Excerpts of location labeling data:
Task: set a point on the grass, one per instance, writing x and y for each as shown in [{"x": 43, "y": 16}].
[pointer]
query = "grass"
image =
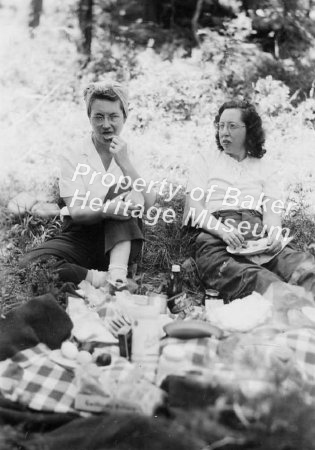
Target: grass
[{"x": 173, "y": 102}]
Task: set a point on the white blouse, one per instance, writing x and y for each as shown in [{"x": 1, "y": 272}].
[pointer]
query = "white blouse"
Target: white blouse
[{"x": 230, "y": 184}]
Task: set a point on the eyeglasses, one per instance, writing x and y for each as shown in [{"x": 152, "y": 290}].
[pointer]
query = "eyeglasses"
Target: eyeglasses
[{"x": 231, "y": 126}]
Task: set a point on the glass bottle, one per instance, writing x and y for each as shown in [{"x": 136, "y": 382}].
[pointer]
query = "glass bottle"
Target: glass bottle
[{"x": 175, "y": 284}]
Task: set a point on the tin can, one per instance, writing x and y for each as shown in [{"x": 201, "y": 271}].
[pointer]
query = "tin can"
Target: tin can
[
  {"x": 210, "y": 294},
  {"x": 179, "y": 303}
]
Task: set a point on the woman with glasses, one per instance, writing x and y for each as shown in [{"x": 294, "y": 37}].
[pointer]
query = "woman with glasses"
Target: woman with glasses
[
  {"x": 232, "y": 201},
  {"x": 100, "y": 227}
]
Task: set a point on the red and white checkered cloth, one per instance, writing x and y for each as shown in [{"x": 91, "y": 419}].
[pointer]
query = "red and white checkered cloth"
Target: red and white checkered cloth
[{"x": 32, "y": 379}]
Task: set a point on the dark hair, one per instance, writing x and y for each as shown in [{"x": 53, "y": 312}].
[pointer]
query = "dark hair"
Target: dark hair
[
  {"x": 109, "y": 94},
  {"x": 255, "y": 135}
]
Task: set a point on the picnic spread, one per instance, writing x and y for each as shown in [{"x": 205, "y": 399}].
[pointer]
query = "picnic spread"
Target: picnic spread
[{"x": 122, "y": 353}]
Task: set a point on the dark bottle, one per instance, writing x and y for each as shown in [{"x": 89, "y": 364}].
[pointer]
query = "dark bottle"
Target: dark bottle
[
  {"x": 210, "y": 294},
  {"x": 175, "y": 283}
]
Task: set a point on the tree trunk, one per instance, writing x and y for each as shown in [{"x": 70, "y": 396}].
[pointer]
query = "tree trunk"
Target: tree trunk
[
  {"x": 194, "y": 21},
  {"x": 36, "y": 7},
  {"x": 150, "y": 11},
  {"x": 85, "y": 15}
]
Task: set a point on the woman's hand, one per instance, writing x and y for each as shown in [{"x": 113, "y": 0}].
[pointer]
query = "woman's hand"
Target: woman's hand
[
  {"x": 118, "y": 148},
  {"x": 274, "y": 242},
  {"x": 231, "y": 236},
  {"x": 119, "y": 209}
]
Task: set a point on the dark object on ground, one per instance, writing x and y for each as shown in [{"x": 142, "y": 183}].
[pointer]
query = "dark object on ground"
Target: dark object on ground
[{"x": 39, "y": 320}]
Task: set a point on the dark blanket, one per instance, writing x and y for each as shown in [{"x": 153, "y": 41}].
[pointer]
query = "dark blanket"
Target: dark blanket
[{"x": 41, "y": 319}]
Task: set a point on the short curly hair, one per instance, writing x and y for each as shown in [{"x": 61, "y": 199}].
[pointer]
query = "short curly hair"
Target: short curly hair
[{"x": 255, "y": 135}]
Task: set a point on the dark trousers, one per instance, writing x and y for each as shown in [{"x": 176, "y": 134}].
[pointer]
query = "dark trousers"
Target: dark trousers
[
  {"x": 236, "y": 276},
  {"x": 82, "y": 247}
]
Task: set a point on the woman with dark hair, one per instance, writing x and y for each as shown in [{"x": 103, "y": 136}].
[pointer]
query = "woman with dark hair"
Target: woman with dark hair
[
  {"x": 100, "y": 232},
  {"x": 233, "y": 200}
]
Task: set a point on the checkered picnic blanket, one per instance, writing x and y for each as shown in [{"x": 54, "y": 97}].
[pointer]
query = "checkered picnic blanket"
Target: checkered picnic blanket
[
  {"x": 302, "y": 343},
  {"x": 32, "y": 379}
]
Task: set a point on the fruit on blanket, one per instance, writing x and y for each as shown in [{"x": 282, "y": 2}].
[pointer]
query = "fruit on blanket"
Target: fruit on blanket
[
  {"x": 84, "y": 357},
  {"x": 69, "y": 350}
]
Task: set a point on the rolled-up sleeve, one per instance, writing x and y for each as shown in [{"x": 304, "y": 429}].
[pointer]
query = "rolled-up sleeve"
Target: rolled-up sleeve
[{"x": 272, "y": 185}]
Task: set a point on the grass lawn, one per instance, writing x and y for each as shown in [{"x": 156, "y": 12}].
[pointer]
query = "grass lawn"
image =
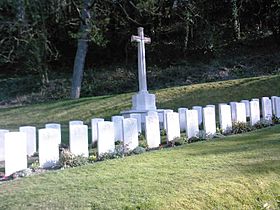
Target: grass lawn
[{"x": 236, "y": 172}]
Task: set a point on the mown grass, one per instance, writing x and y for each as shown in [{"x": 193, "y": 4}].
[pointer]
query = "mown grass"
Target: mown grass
[
  {"x": 106, "y": 106},
  {"x": 236, "y": 172}
]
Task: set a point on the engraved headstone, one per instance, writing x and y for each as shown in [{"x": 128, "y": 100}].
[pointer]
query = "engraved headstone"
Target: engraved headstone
[
  {"x": 30, "y": 139},
  {"x": 130, "y": 134},
  {"x": 182, "y": 118},
  {"x": 209, "y": 120},
  {"x": 79, "y": 140},
  {"x": 2, "y": 143},
  {"x": 192, "y": 128},
  {"x": 48, "y": 147},
  {"x": 105, "y": 137},
  {"x": 225, "y": 118},
  {"x": 94, "y": 122},
  {"x": 172, "y": 126},
  {"x": 152, "y": 131},
  {"x": 117, "y": 120},
  {"x": 15, "y": 152},
  {"x": 254, "y": 112}
]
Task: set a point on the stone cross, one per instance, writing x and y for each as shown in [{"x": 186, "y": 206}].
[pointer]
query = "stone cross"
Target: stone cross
[{"x": 141, "y": 40}]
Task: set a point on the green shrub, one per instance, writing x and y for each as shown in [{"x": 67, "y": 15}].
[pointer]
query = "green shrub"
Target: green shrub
[
  {"x": 240, "y": 127},
  {"x": 69, "y": 160}
]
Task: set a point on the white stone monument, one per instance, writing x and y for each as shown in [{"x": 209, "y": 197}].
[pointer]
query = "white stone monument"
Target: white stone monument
[
  {"x": 172, "y": 126},
  {"x": 117, "y": 120},
  {"x": 78, "y": 140},
  {"x": 143, "y": 101},
  {"x": 192, "y": 123},
  {"x": 94, "y": 122},
  {"x": 48, "y": 147},
  {"x": 225, "y": 118},
  {"x": 30, "y": 138},
  {"x": 15, "y": 152},
  {"x": 182, "y": 118},
  {"x": 152, "y": 131},
  {"x": 199, "y": 111},
  {"x": 105, "y": 137},
  {"x": 209, "y": 120},
  {"x": 266, "y": 109},
  {"x": 55, "y": 126},
  {"x": 277, "y": 107},
  {"x": 130, "y": 134},
  {"x": 2, "y": 143},
  {"x": 240, "y": 112},
  {"x": 254, "y": 112},
  {"x": 139, "y": 120},
  {"x": 247, "y": 105}
]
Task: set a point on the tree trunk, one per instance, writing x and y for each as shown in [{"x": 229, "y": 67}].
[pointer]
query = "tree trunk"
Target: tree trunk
[
  {"x": 81, "y": 53},
  {"x": 236, "y": 22}
]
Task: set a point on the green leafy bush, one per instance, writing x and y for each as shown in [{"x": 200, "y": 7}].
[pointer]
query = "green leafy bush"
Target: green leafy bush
[
  {"x": 241, "y": 127},
  {"x": 69, "y": 160}
]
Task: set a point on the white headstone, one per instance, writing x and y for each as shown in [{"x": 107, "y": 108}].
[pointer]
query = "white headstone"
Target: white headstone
[
  {"x": 277, "y": 107},
  {"x": 225, "y": 118},
  {"x": 172, "y": 126},
  {"x": 78, "y": 140},
  {"x": 247, "y": 106},
  {"x": 233, "y": 111},
  {"x": 209, "y": 120},
  {"x": 192, "y": 128},
  {"x": 105, "y": 137},
  {"x": 15, "y": 152},
  {"x": 30, "y": 138},
  {"x": 138, "y": 118},
  {"x": 240, "y": 112},
  {"x": 55, "y": 126},
  {"x": 182, "y": 118},
  {"x": 254, "y": 112},
  {"x": 48, "y": 147},
  {"x": 266, "y": 108},
  {"x": 117, "y": 120},
  {"x": 130, "y": 134},
  {"x": 273, "y": 101},
  {"x": 94, "y": 122},
  {"x": 76, "y": 122},
  {"x": 2, "y": 143},
  {"x": 165, "y": 112},
  {"x": 199, "y": 111},
  {"x": 152, "y": 131}
]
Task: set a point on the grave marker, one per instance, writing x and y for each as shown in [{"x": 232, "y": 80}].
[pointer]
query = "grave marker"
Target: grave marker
[
  {"x": 30, "y": 139},
  {"x": 225, "y": 118},
  {"x": 172, "y": 126},
  {"x": 182, "y": 118},
  {"x": 254, "y": 112},
  {"x": 130, "y": 134},
  {"x": 2, "y": 143},
  {"x": 105, "y": 137},
  {"x": 48, "y": 147},
  {"x": 117, "y": 120},
  {"x": 78, "y": 140},
  {"x": 94, "y": 122},
  {"x": 15, "y": 152},
  {"x": 209, "y": 120},
  {"x": 152, "y": 131},
  {"x": 192, "y": 128}
]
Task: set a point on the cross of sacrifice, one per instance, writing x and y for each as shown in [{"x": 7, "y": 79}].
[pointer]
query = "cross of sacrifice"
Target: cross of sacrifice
[{"x": 141, "y": 40}]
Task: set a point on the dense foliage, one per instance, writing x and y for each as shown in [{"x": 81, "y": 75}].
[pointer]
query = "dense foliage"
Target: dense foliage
[{"x": 41, "y": 36}]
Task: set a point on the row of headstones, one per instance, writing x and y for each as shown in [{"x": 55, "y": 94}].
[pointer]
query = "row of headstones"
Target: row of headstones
[{"x": 15, "y": 146}]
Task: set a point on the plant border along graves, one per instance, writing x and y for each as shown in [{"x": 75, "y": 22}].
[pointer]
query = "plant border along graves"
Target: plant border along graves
[{"x": 68, "y": 160}]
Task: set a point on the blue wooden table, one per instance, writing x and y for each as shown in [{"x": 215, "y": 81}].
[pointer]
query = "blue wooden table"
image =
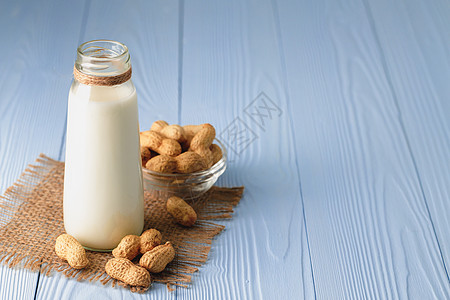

[AIM]
Update the lines from the one containing "Task: set a point on the blue" through the end of the records by replacing "wooden" with "painted" and leaving everything else unchanged. Omit the pictures from your answer.

[SOLUTION TO THIS PROBLEM]
Task: set a point on the blue painted table, one per instance, writing x and y for each as shown in [{"x": 215, "y": 81}].
[pointer]
query = "blue painted table"
image =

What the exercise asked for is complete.